[Consignes écrites]
**a.** Relevez dans le texte sur la désintégration des muons tous les noms propres de personnes et de personnages.
**b.** Poursuivez le texte sur la désintégration des muons à partir de sa dernière phrase.

[Texte]
--------

Une désintégration décisive

Un processus extrêmement rare devrait déterminer quelle sera, à l’avenir, la théorie la plus adéquate pour décrire notre univers. Il s'agit d' une désintégration particulière d’un type de particule élémentaire : les muons. Ces particules ne vivent guère longtemps et se désintègrent en d’autres particules.. Alors qu’un modèle théorique interdit pratiquement la désintégration en question , un autre modèle l’autorise. Quelle théorie est la bonne ? Des physiciens de l’Institut Paul Scherrer ont fait un pas en avant dans cette énigme, grâce à l’observation extrêmement précise de plusieurs centaines de milliards de désintégrations. Ils ont publié leurs résultats dans la revue spécialisée « Physical Review Letters ».

Une « expérience croquignolette ». C’est en ces termes que Stefan Ritt (au milieu) décrit la machine grâce à laquelle les désintégrations des muons sont suivies au PSI. Comparé aux immenses détecteurs du CERN, le qualificatif paraît tout à fait approprié. (Photo: Markus Fischer / PSI)
Les chercheurs au PSI suivent la trace de centaines de millions d’anti-muons par seconde. Dix ordinateurs doivent venir à bout en même temps de cette gigantesque masse de données. (Photo: Markus Fischer / PSI)
L’étau se resserre autour des théories alternatives : les points bleus indiquent le nuage des praramètres qui pourraient décrire les théories au-delà du modèle standard. Avec les nouvelles mesures des chercheurs du PSI, la surface grisée à droite est à présent exclue. (Blankenburg et al. Eur. Phys. J. C 72, 2126 (2012) und Daten aus J. Adam et al. Phys. Rev. Lett. 110, 201801 (2013))
Previous slide
Next slide

Certains physiciens sont à la recherche d’une désintégration particulièrement rare du muon. Cette quête n’est pas sans rappeler une réflexion philosophique, tirée du roman de Jostein Gaarder, Le monde de Sophie, où l’énigmatique Alberto Knox explique à Sophie, sa jeune interlocutrice : « Et même si tu n'as rencontré toute ta vie que des corbeaux noirs, cela ne veut pas dire pour autant qu'il n'existe pas de corbeaux blancs. » La réponse des scientifiques à ce problème serait vite trouvée : ils captureraient 100 corbeaux, et si l’un d’entre eux était blanc, cela signifierait que la probabilité d’observer un corbeau blanc parmi tous les corbeaux est de 1%. En revanche, s’il n’y avait que des volatiles noirs dans leur filet, cela voudrait dire que cette même probabilité est inférieure à 1%. Et s’ils avaient capturé 1000 corbeaux noirs, la probabilité diminuerait encore pour être inférieure à 1‰. Les chercheurs avanceraient donc, sans jamais exclure complètement l’existence d’un corbeau blanc. Mais cette dernière serait toujours plus improbable.

Le corbeau blanc est un processus rare de désintégration

Le corbeau blanc que cherchent les physiciens de l’Institut Paul Scherrer est un processus particulier de transformation d’une minuscule particule, le muon. Au quotidien, nous ne remarquons pas les muons, car ils ne font pas partie de la structure de l’atome, et se désintègrent très rapidement en d’autres particules. Pourtant, les muons sont des particules élémentaires. Plus exactement, ils font partie, comme les électrons, de la famille des leptons. Ils ont la même charge électrique que les électrons , mais leur poids est 207 fois plus élevé. Raison pour laquelle les scientifiques disent du muon qu’il est un électron lourd.

--------

[Données fournies]
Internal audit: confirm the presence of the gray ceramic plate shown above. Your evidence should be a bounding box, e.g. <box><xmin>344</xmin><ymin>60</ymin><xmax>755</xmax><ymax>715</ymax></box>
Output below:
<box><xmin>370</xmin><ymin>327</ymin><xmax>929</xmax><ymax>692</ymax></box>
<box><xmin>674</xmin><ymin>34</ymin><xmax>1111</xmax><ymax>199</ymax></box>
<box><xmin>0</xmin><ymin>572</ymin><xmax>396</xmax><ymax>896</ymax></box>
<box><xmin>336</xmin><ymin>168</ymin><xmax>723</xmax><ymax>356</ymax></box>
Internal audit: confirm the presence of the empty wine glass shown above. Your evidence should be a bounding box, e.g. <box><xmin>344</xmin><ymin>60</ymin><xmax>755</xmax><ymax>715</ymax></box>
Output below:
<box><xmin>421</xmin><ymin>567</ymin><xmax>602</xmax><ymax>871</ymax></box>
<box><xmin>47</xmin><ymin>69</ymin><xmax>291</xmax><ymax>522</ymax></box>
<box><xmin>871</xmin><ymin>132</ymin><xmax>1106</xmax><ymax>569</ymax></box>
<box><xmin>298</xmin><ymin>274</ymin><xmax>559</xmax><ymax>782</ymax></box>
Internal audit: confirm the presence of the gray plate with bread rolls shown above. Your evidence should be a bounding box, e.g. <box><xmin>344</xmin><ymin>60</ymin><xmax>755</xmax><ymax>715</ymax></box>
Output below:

--------

[Réponses aux consignes]
**a.** Stefan Ritt, Markus Fischer, Jostein Gaarder, Alberto Knox, Sophie, Blankenburg, J. Adam

**b.**
Certaines théories scientifiques prédisent qu’un muon devrait parfois se désintégrer en un électron et un photon (particule lumineuse). Selon d’autres modèles, en revanche, ce processus est pour ainsi dire exclu : il serait tellement rare qu’il serait impossible de jamais l’observer. C’est ce que prédit, par exemple, le modèle standard de la physique des particules. Ce modèle permet d'expliquer de très nombreux phénomènes observés à ce jour par l’homme, mais ne les explique malheureusement pas tous ob . Il tait notamment l’existence de ce qu’on appelle la matière noire ou l’énergie sombre : cette matière mystérieuse, qui constituerait 95% de l’univers, est détectable de manière indirecte, mais à ce jour, aucun instrument de mesure n’a réussi à mettre la main dessus.

SuSy autorise la désintégration particulière du muon

Il est donc clair que tôt ou tard, le modèle standard devra être élargi, voire intégralement remplacé par une nouvelle théorie. L’une des candidates dans la file d’attente est SuSy, la théorie de la supersymétrie. En réalité, SuSy représente plutôt une nuée de théories, car il lui manque encore de nombreuses mesures qui permettraient de la circonscrire plus précisément. Quoiqu’il en soit, d’après SuSy, la litigieuse désintégration du muon se produit avec une probabilité mesurable.

Les scientifiques n’ont d’autre choix que de ratisser l’univers à la recherche de leur corbeau blanc : la désintégration rare en question. Pour ce faire, il leur faut beaucoup de corbeaux noirs, c’est-à-dire beaucoup de muons. Le PSI apparaît prédestiné pour cette tâche, car nulle part ailleurs dans le monde, les chercheurs n’ont autant de particules à disposition qu’ici: aujourd'hui, des centaines de millions de muons sont produits chaque seconde au grand accélérateur de protons du PSI.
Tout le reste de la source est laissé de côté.